(Entries excerpted from a collection)
--------------------------------

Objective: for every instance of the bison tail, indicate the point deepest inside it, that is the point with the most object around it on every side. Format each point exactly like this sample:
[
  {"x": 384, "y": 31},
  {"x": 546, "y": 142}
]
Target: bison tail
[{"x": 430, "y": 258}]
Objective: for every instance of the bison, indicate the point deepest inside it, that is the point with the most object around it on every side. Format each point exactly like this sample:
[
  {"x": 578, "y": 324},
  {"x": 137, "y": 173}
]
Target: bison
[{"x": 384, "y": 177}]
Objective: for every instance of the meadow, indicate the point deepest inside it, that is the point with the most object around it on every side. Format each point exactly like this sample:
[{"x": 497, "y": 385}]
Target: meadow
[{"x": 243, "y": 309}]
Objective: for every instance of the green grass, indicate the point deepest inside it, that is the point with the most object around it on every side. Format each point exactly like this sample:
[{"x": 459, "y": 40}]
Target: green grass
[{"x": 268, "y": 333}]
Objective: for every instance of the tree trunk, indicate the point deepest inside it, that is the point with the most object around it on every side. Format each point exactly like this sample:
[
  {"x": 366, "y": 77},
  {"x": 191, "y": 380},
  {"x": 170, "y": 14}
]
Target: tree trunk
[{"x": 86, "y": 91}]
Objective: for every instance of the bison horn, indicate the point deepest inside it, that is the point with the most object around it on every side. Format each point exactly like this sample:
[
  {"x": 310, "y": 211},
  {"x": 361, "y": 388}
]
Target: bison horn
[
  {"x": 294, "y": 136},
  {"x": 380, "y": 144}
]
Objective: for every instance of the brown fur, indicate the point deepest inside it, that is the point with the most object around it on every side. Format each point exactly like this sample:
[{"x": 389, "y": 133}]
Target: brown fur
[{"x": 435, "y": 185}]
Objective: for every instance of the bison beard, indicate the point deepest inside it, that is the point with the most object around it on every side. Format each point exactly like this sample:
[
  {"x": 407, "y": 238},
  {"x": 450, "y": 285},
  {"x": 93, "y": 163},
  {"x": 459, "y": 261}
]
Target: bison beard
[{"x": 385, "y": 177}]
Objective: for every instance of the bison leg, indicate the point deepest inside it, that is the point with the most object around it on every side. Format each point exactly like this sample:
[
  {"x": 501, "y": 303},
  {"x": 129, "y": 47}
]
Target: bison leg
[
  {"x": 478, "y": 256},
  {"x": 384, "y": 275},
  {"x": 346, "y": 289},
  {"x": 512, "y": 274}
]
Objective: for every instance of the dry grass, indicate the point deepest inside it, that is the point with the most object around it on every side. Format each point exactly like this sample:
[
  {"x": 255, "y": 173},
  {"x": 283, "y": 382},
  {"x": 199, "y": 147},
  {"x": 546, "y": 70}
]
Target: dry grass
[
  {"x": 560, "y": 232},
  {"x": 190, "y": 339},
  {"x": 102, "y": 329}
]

--------------------------------

## YOUR GOAL:
Present the lines above as a numbered list, omitting blank lines. Include only the lines from the one containing "Objective: for every instance of the bison beard, indicate" through the final line of the entries, with both ends included.

## FINISHED EXERCISE:
1. Objective: for every instance of the bison beard, indicate the point deepest inside it, that is the point with the most object around it on every side. Format each point exactly like this sample:
2. [
3.   {"x": 407, "y": 238},
4.   {"x": 450, "y": 285},
5.   {"x": 93, "y": 163},
6.   {"x": 459, "y": 261}
7. ]
8. Target: bison beard
9. [{"x": 385, "y": 177}]
10. Objective: for every instance of the bison leg, indicate the point deepest inside it, that is the point with the most object around it on every side. Format each point exactly like this sample:
11. [
12.   {"x": 501, "y": 303},
13.   {"x": 129, "y": 47}
14. ]
15. Target: bison leg
16. [
17.   {"x": 478, "y": 256},
18.   {"x": 384, "y": 275},
19.   {"x": 346, "y": 289},
20.   {"x": 512, "y": 274}
21. ]
22. Objective: for every instance of the dry grass, indicate the point deepest inside it, that is the point with the most object around it on every side. Format each point exactly like this sample:
23. [
24.   {"x": 255, "y": 173},
25.   {"x": 283, "y": 382},
26.   {"x": 199, "y": 147},
27.   {"x": 546, "y": 70}
28. ]
29. Target: dry grass
30. [
31.   {"x": 560, "y": 232},
32.   {"x": 190, "y": 339},
33.   {"x": 102, "y": 329}
34. ]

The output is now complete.